begin

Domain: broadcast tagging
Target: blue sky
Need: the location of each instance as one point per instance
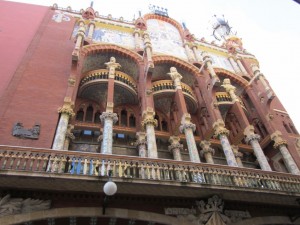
(269, 29)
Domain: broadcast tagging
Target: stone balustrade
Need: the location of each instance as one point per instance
(102, 74)
(95, 164)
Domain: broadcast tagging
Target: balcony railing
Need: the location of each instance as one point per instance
(95, 164)
(103, 75)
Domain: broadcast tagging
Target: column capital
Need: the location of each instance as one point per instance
(109, 115)
(219, 128)
(112, 65)
(236, 151)
(278, 140)
(67, 107)
(175, 146)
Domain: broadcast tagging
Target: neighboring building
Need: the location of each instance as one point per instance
(191, 132)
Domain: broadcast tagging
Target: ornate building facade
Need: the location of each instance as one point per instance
(191, 132)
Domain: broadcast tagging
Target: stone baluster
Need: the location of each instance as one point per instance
(196, 56)
(111, 66)
(176, 77)
(260, 76)
(66, 112)
(175, 147)
(91, 30)
(230, 89)
(137, 40)
(149, 123)
(238, 155)
(208, 64)
(281, 144)
(188, 129)
(241, 66)
(141, 144)
(234, 65)
(207, 151)
(221, 132)
(148, 48)
(253, 139)
(69, 136)
(108, 119)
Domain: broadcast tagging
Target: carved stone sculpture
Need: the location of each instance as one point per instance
(20, 132)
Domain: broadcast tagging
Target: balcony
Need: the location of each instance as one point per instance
(82, 171)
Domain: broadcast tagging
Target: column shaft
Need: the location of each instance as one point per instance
(288, 160)
(227, 150)
(61, 130)
(151, 141)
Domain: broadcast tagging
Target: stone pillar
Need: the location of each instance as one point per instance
(91, 30)
(208, 64)
(175, 147)
(221, 132)
(188, 51)
(136, 34)
(188, 128)
(69, 136)
(241, 66)
(261, 77)
(141, 144)
(253, 139)
(238, 155)
(176, 77)
(111, 66)
(234, 65)
(66, 112)
(148, 48)
(149, 123)
(281, 144)
(207, 151)
(108, 119)
(230, 89)
(194, 48)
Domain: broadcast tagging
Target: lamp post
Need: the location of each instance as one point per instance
(109, 189)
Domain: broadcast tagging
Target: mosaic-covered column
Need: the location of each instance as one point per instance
(66, 112)
(253, 139)
(141, 144)
(108, 119)
(188, 128)
(208, 63)
(234, 65)
(175, 147)
(230, 89)
(261, 77)
(69, 136)
(149, 123)
(207, 151)
(238, 155)
(148, 48)
(281, 144)
(221, 132)
(91, 30)
(241, 66)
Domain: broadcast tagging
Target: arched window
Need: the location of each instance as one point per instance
(158, 122)
(124, 118)
(164, 125)
(97, 117)
(79, 115)
(132, 121)
(89, 114)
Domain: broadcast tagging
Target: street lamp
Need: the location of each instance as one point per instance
(109, 189)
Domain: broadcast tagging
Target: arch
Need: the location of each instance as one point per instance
(90, 212)
(239, 80)
(160, 59)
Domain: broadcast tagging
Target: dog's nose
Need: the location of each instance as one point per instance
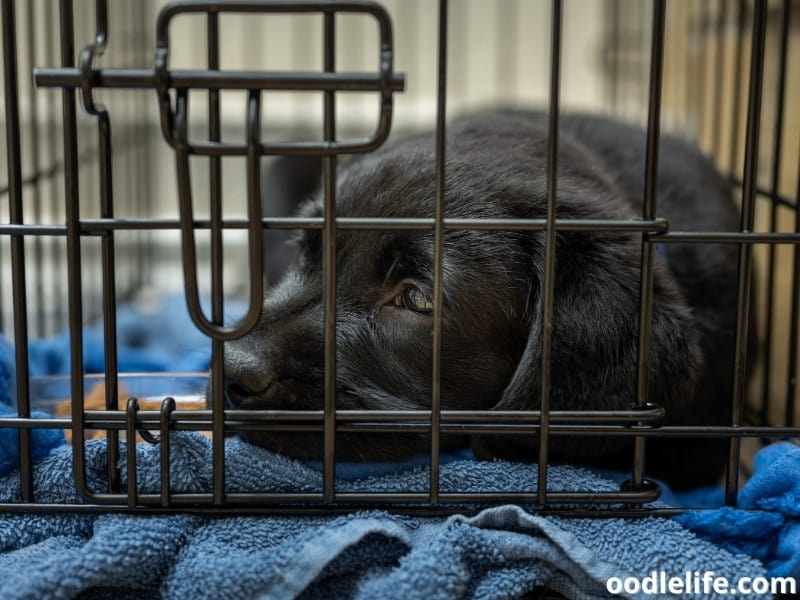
(246, 375)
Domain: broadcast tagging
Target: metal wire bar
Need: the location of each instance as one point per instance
(106, 195)
(99, 226)
(217, 308)
(131, 497)
(777, 144)
(717, 64)
(794, 328)
(167, 408)
(329, 265)
(548, 284)
(185, 79)
(438, 250)
(18, 279)
(481, 422)
(737, 87)
(648, 212)
(72, 215)
(36, 192)
(745, 251)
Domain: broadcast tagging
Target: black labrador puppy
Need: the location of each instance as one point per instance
(492, 297)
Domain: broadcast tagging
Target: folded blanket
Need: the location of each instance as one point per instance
(501, 552)
(772, 533)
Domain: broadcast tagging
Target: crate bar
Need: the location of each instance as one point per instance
(649, 194)
(18, 282)
(438, 251)
(97, 226)
(329, 263)
(777, 141)
(217, 308)
(749, 175)
(794, 328)
(737, 86)
(572, 425)
(214, 79)
(108, 261)
(73, 243)
(548, 295)
(35, 165)
(717, 63)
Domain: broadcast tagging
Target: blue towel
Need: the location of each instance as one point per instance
(501, 552)
(772, 532)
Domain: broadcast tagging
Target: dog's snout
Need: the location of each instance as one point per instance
(245, 375)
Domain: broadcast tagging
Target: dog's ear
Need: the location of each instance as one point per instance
(287, 182)
(596, 332)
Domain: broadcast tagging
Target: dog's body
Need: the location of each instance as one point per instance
(491, 341)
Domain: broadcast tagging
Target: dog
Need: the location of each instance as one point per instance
(492, 297)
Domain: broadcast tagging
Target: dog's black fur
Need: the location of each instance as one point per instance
(492, 286)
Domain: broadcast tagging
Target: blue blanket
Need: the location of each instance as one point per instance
(767, 523)
(499, 553)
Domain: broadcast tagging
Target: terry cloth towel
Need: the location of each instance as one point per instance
(501, 552)
(772, 532)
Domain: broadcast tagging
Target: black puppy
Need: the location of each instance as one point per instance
(492, 288)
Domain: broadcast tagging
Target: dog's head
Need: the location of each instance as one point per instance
(492, 298)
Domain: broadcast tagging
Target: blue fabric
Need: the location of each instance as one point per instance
(772, 533)
(42, 440)
(153, 338)
(501, 552)
(159, 337)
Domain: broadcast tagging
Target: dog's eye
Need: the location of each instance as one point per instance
(413, 298)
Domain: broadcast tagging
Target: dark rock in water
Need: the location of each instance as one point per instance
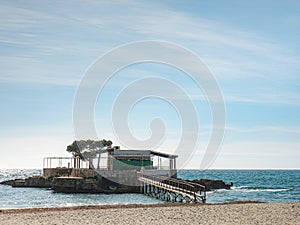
(213, 184)
(37, 181)
(7, 182)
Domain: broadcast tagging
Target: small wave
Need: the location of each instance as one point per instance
(252, 189)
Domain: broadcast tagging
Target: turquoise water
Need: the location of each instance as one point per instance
(258, 185)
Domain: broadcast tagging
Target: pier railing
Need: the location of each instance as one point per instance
(171, 189)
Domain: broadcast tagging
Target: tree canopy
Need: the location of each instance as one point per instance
(87, 148)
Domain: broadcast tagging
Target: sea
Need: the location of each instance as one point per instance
(249, 185)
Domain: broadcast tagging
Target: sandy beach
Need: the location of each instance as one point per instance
(242, 213)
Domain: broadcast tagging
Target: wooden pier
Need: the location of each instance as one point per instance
(171, 189)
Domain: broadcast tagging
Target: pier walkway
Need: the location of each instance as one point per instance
(171, 189)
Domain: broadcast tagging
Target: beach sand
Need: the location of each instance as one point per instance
(242, 213)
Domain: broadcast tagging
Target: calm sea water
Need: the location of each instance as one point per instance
(258, 185)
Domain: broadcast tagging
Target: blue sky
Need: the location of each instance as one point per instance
(252, 48)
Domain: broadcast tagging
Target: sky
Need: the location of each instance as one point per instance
(252, 48)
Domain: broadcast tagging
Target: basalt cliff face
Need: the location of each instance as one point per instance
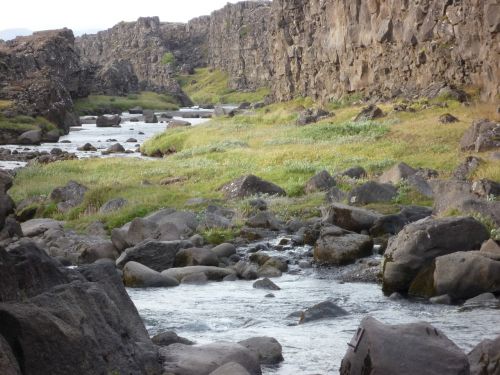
(239, 43)
(129, 57)
(41, 74)
(383, 49)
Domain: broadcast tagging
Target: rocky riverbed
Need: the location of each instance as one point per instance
(131, 133)
(234, 311)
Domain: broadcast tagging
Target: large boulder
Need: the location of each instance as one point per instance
(483, 135)
(31, 137)
(372, 192)
(416, 349)
(393, 224)
(157, 255)
(196, 257)
(464, 275)
(212, 273)
(419, 243)
(349, 218)
(56, 312)
(69, 196)
(136, 275)
(397, 173)
(163, 225)
(320, 311)
(453, 195)
(267, 349)
(149, 117)
(231, 368)
(337, 246)
(250, 185)
(484, 359)
(202, 360)
(108, 121)
(322, 181)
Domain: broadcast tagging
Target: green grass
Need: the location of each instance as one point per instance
(267, 143)
(20, 124)
(145, 99)
(208, 86)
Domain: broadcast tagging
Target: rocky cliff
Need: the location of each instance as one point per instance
(326, 48)
(41, 74)
(129, 57)
(239, 43)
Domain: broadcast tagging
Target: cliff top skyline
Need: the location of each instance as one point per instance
(22, 18)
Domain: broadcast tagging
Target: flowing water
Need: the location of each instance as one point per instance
(233, 311)
(101, 138)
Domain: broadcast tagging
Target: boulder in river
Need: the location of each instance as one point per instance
(418, 244)
(49, 313)
(212, 273)
(196, 257)
(350, 218)
(250, 185)
(203, 359)
(68, 196)
(265, 283)
(108, 121)
(372, 192)
(337, 246)
(136, 275)
(150, 117)
(484, 359)
(168, 338)
(320, 311)
(157, 255)
(267, 349)
(406, 349)
(31, 137)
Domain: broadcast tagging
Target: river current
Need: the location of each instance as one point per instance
(234, 311)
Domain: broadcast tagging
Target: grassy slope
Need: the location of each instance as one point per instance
(211, 87)
(266, 143)
(146, 100)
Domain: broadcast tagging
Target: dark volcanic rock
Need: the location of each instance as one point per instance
(108, 121)
(59, 312)
(416, 348)
(418, 244)
(250, 185)
(42, 73)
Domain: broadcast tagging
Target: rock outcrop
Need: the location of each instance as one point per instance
(129, 57)
(41, 74)
(49, 313)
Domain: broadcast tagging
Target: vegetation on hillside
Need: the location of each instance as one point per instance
(210, 86)
(145, 99)
(265, 142)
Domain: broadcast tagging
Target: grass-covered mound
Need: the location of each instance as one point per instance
(146, 100)
(209, 86)
(268, 143)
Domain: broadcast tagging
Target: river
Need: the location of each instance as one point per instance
(234, 311)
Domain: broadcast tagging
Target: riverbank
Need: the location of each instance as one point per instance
(269, 143)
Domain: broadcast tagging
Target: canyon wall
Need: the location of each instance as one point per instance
(326, 48)
(239, 43)
(41, 74)
(129, 57)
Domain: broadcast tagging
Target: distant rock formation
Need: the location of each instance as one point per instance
(41, 74)
(129, 57)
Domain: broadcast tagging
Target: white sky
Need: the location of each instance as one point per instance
(92, 15)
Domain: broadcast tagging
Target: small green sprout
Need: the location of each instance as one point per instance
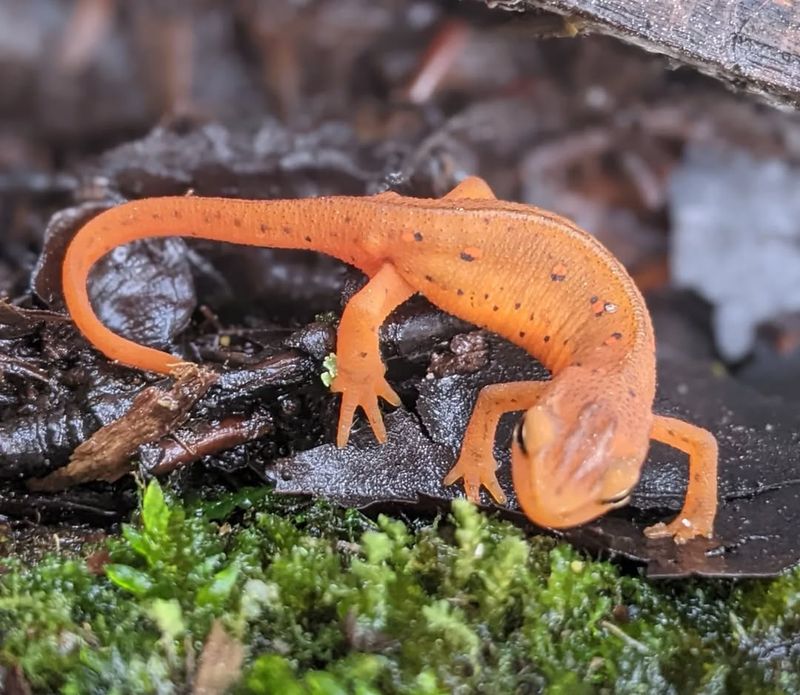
(329, 365)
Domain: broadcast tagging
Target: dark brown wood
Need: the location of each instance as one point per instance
(752, 44)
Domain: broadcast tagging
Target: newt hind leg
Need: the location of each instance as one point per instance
(359, 368)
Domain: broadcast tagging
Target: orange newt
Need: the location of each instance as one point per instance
(527, 274)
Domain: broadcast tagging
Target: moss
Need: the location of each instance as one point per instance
(328, 601)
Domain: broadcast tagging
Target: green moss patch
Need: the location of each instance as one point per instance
(328, 601)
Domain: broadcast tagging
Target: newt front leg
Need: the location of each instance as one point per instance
(359, 368)
(476, 462)
(696, 518)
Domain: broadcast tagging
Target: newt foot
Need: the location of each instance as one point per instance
(362, 393)
(477, 471)
(681, 530)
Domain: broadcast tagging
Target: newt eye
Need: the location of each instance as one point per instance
(519, 435)
(619, 499)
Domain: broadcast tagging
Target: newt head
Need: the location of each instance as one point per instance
(571, 465)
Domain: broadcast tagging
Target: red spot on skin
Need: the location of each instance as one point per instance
(558, 272)
(471, 253)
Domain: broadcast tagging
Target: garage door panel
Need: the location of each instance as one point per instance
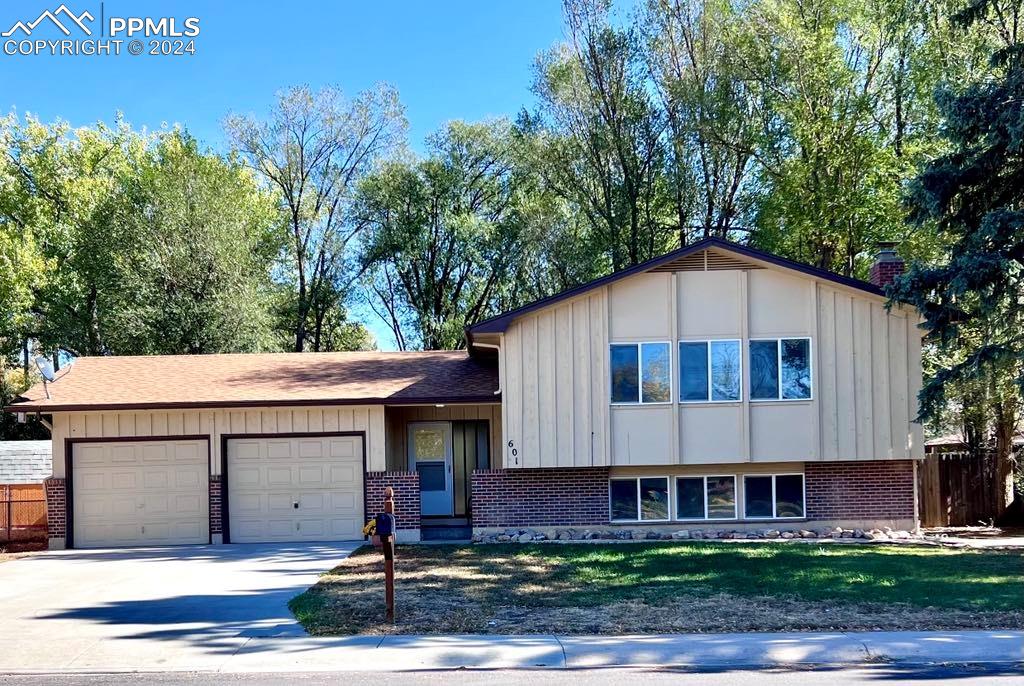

end

#### To do
Please pull out each line above that contains the word "stone" and copy every such line in full.

#### Result for this exercise
Target: stone balustrade
Target: stone baluster
Target: carved stone sculpture
Target: stone pillar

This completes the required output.